OBJECTIVE:
Rewrite the material as a numbered list, from the line containing "blue sky by giving the bounding box." through the end of the material. Omit blank lines and leave out the pictures.

DATA PROVIDED:
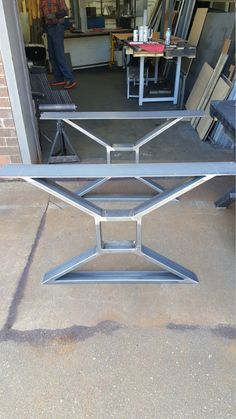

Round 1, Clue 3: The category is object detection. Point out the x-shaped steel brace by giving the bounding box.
[22,175,214,284]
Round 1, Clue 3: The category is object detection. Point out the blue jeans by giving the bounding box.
[46,24,74,81]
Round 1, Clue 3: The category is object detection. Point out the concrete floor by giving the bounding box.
[0,67,236,419]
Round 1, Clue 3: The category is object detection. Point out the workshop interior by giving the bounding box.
[15,0,235,162]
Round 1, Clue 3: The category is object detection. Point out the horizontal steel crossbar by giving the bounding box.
[0,162,236,179]
[40,110,206,120]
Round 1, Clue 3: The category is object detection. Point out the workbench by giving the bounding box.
[64,28,133,69]
[113,34,196,106]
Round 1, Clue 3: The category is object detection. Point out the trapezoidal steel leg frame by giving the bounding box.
[40,110,205,163]
[26,176,216,284]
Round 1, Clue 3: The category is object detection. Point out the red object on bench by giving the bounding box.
[130,42,165,53]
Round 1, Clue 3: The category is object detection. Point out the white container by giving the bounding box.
[133,29,138,42]
[138,26,144,42]
[114,51,123,67]
[165,28,171,45]
[143,26,149,42]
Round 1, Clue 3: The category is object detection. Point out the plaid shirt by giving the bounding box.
[39,0,68,25]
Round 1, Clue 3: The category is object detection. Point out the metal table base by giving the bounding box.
[40,110,206,163]
[0,162,236,284]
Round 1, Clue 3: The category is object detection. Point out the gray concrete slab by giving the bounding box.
[0,182,48,327]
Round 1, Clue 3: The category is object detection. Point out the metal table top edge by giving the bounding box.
[0,162,236,179]
[40,110,206,120]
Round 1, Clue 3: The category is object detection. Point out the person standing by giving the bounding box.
[39,0,77,89]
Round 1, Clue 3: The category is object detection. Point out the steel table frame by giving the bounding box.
[40,110,206,163]
[0,162,236,284]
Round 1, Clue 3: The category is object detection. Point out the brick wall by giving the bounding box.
[0,53,22,165]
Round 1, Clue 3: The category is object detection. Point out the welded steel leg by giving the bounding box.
[139,57,144,106]
[173,57,181,105]
[215,186,236,208]
[154,57,159,84]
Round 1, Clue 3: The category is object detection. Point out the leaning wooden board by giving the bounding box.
[197,77,230,140]
[188,7,208,46]
[185,63,214,110]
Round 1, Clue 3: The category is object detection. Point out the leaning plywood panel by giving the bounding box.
[188,8,208,46]
[181,8,208,75]
[197,78,230,140]
[186,63,214,109]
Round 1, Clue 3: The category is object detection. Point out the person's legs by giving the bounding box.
[54,24,75,82]
[47,26,64,82]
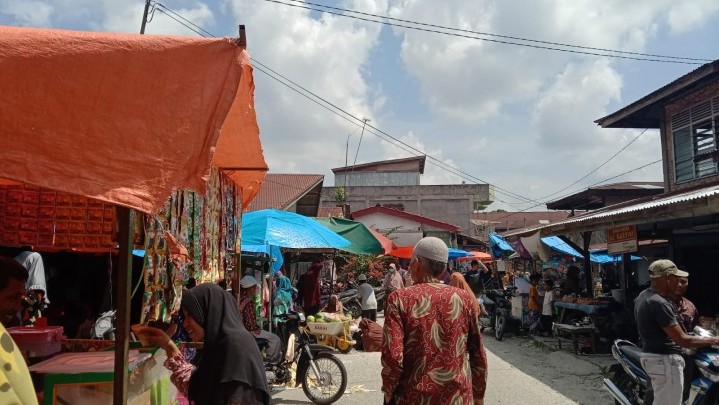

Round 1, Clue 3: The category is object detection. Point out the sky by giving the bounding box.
[0,0,719,211]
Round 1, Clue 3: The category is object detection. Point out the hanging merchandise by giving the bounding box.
[141,169,242,322]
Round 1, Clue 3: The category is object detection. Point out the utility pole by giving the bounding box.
[140,0,151,34]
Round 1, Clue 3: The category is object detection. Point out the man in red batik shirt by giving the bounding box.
[382,237,487,405]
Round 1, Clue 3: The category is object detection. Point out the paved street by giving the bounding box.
[273,320,613,405]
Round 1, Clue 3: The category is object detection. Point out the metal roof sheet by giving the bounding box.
[505,184,719,236]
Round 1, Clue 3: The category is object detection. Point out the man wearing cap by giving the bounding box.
[382,237,487,405]
[240,275,282,364]
[357,274,377,322]
[634,259,719,405]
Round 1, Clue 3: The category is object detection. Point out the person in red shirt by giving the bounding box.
[240,275,282,364]
[382,237,487,405]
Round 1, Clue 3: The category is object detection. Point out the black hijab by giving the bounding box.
[182,283,270,405]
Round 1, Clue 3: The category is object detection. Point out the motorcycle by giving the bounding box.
[603,327,719,405]
[479,287,522,340]
[257,313,347,405]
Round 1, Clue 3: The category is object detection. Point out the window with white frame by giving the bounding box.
[671,97,719,183]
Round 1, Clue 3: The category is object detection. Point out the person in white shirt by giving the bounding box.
[540,279,554,336]
[357,274,377,322]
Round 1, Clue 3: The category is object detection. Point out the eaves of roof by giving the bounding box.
[503,184,719,236]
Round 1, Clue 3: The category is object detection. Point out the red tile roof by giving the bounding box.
[352,205,459,232]
[247,173,325,211]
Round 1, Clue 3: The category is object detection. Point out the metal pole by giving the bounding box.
[112,207,133,405]
[140,0,150,34]
[582,231,594,296]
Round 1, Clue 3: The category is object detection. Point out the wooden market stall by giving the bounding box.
[0,27,267,404]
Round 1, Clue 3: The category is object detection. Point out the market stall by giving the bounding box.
[242,209,351,331]
[0,27,267,405]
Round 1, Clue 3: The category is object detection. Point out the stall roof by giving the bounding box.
[0,27,267,212]
[503,184,719,236]
[594,60,719,129]
[541,236,584,257]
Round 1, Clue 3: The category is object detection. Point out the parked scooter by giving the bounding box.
[257,313,347,405]
[479,287,522,340]
[604,327,719,405]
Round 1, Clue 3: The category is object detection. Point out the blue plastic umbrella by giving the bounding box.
[242,209,351,249]
[449,248,472,260]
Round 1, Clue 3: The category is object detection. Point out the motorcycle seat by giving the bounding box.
[619,345,642,368]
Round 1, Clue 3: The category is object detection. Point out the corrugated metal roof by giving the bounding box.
[504,184,719,236]
[470,211,571,229]
[247,173,325,211]
[352,205,459,232]
[317,207,342,218]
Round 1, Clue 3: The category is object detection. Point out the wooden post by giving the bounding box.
[113,207,133,405]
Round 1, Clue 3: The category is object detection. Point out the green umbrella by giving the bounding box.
[315,217,383,256]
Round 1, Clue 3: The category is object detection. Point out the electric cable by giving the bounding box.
[278,0,713,63]
[264,0,704,65]
[539,128,649,200]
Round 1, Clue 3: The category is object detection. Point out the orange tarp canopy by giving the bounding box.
[457,250,492,262]
[0,27,267,212]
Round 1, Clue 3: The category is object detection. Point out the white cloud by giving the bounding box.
[667,0,719,34]
[229,0,383,174]
[0,0,53,27]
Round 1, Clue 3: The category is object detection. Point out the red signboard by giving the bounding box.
[607,225,638,254]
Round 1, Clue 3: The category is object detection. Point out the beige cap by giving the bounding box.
[649,259,689,278]
[414,236,449,263]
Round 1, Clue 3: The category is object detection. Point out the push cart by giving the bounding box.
[307,320,355,353]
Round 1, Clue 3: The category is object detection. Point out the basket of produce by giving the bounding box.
[307,312,347,335]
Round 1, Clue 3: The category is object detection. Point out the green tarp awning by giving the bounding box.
[315,217,383,256]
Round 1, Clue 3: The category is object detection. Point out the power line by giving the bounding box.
[497,159,662,221]
[148,3,652,210]
[539,128,649,200]
[264,0,704,65]
[252,58,538,204]
[278,0,712,62]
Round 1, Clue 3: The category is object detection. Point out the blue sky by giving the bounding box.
[0,0,719,210]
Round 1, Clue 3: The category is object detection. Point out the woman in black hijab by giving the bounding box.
[133,283,270,405]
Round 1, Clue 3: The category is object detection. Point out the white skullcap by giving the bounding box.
[414,236,449,263]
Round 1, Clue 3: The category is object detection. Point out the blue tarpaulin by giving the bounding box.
[541,236,584,257]
[242,245,285,273]
[242,209,351,249]
[449,248,472,260]
[489,233,514,259]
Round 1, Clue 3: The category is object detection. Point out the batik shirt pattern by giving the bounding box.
[382,283,487,405]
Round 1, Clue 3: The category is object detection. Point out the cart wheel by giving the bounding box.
[337,339,352,354]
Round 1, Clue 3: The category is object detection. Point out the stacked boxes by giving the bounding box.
[0,185,116,250]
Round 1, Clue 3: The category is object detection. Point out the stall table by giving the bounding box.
[552,323,599,354]
[554,301,609,325]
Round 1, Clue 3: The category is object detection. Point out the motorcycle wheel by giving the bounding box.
[494,314,507,340]
[302,353,347,405]
[347,304,362,319]
[612,370,646,405]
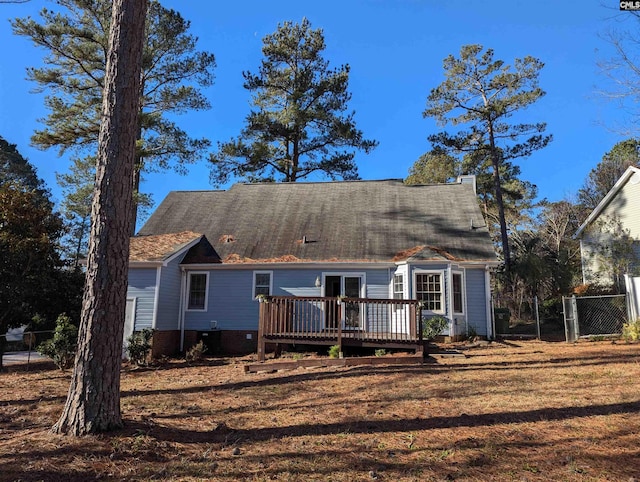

SOLUTION TO THIS EXERCISE:
1. Round 1, Clue 3: The category is object detection. Point out the blue sky by giving the bounding box.
2. [0,0,719,210]
3. Round 1, Clue 3: The category is object detection. Point out the woman in black hijab by giving the bounding box.
4. [133,283,270,405]
5. Round 1, Clue 3: The category is object detection. Point out the white skullcap by giving the bounding box.
6. [414,236,449,263]
7. Round 1, Clue 3: The category is object detection. Point out the blue tarpaulin by giving the bounding box.
8. [541,236,584,257]
9. [242,245,285,273]
10. [242,209,351,249]
11. [449,248,472,260]
12. [489,233,514,259]
13. Round 1, Clue 3: The category is object detection. Point out the batik shirt pattern by giving the bounding box.
14. [382,283,487,405]
15. Round 1, Clue 3: The category is object detection. Point out the cart wheel by giving the bounding box.
16. [337,339,352,354]
17. Round 1, Clue 3: The category is object detection. Point out the stacked boxes by giving the bounding box.
18. [0,185,116,250]
19. Round 1, Clue 3: The category is object detection. Point out the stall table by giving the bounding box.
20. [552,323,599,354]
21. [554,301,609,325]
22. Round 1, Clue 3: The category is object detection. Point out the motorcycle wheel by giving the bounding box.
23. [494,314,507,340]
24. [302,353,347,405]
25. [347,304,362,319]
26. [612,370,646,405]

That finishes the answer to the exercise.